── Dokumentabschnitt ──

Der Zweifler Thomas fragt zurecht
Der tschechische Religionsphilosoph Tomás Halik hat ein Buch geschrieben mit dem Titel: „Glaube und sein Bruder Zweifel“. Wie Zwillinge gehören sie zusammen. Der Glaube, die Überzeugung, und der Zweifel, das Fragen und Suchen nach Antworten.
Lange Zeit war der Zweifel in der Kirche nicht genug gewürdigt worden. Thomas der Apostel, der zweifelt, wurde lange als nicht standfest im Glauben und als nicht überzeugt von der Sache Jesu dargestellt, zu Unrecht. Denn, und das kennen wir, wenn wir ehrlich zu uns selber sind, fast alle. Zweifel an dem, was ich von Glaubenden gelernt und übernommen habe. Zweifel an Gott, wenn er nicht eingreift in ein vermeintliches sich im Chaos befindendes Weltgeschehen. Zweifel, wenn mich oder liebe Menschen eine schwere Krankheit oder der Tod heimsucht.
Und ja, „der Zweifler Thomas fragt zurecht“. Er drückt aus, was ihn bewegt, er zwingt sich nicht in eine für ihn nicht stimmige Antwort hinein. Er fragt, auf die Gefahr hin, nicht verstanden und als ungläubig oder als „Zweifler“ gesehen zu werden. Thomas ist ein Beispiel für einen Menschen, der etwas lebt, was uns oft versagt wurde. Zu zweifeln, zu fragen, anderer Meinung zu sein. Zweifeln ist positiv gewendet ein Prozess der Meinungsbildung.

───

* Aufgabenstellung:
1 – Schreiben Sie aus dem Text über den Zweifler Thomas die Passage zwischen „Und ja, „der“ und „Prozess der Meinungsbildung.“ wörtlich ab, beide Stellen eingeschlossen.
2 – Welchen Titel trägt laut dem Text über den Zweifler Thomas das Buch von Tomás Halik?
3 – Übertragen Sie diesen Satz aus dem Text über den Zweifler Thomas ins Englische: „Zweifeln ist positiv gewendet ein Prozess der Meinungsbildung.“

── Datenauszug ──

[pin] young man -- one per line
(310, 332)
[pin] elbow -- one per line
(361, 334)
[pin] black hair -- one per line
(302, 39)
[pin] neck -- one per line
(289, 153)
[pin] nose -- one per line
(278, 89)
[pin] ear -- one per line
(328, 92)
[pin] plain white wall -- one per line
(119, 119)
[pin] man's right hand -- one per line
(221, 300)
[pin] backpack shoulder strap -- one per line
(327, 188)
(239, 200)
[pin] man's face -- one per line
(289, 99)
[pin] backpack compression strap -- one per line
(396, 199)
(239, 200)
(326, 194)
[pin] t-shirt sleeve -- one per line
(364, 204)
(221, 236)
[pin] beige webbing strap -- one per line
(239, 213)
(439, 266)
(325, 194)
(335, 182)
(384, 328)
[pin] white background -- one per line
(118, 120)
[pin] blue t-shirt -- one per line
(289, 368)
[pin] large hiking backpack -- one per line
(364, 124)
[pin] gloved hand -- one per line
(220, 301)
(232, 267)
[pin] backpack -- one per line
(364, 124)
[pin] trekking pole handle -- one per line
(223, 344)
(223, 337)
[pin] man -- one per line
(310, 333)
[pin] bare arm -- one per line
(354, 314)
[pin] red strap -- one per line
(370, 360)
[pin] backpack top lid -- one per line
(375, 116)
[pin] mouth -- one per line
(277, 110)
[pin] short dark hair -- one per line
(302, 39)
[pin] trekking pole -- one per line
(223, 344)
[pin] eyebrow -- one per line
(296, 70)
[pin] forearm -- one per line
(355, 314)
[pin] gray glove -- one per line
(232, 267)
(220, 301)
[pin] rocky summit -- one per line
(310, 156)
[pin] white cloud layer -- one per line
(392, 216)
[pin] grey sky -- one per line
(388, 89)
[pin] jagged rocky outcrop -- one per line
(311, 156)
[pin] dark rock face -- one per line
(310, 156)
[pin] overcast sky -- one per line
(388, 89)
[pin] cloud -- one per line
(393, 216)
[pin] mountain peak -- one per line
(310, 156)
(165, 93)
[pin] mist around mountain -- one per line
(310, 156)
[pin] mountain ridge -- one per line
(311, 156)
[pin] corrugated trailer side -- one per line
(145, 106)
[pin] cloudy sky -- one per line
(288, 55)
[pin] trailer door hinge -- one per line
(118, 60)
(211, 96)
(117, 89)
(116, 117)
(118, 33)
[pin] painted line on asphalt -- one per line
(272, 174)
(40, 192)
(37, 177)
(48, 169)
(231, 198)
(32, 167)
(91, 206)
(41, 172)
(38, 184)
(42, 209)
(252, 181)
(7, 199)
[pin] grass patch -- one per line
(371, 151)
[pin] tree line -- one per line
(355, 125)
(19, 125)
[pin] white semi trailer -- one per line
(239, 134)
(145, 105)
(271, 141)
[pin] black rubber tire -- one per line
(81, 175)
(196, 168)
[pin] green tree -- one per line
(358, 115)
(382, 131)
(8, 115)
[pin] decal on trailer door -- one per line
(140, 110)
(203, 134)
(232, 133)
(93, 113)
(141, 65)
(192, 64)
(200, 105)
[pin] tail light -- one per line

───

* Lösungen im Einzelnen:
1 –
Und ja, „der Zweifler Thomas fragt zurecht“. Er drückt aus, was ihn bewegt, er zwingt sich nicht in eine für ihn nicht stimmige Antwort hinein. Er fragt, auf die Gefahr hin, nicht verstanden und als ungläubig oder als „Zweifler“ gesehen zu werden. Thomas ist ein Beispiel für einen Menschen, der etwas lebt, was uns oft versagt wurde. Zu zweifeln, zu fragen, anderer Meinung zu sein. Zweifeln ist positiv gewendet ein Prozess der Meinungsbildung.

2 – „Glaube und sein Bruder Zweifel“

3 – Seen in a positive light, doubting is a process of forming an opinion.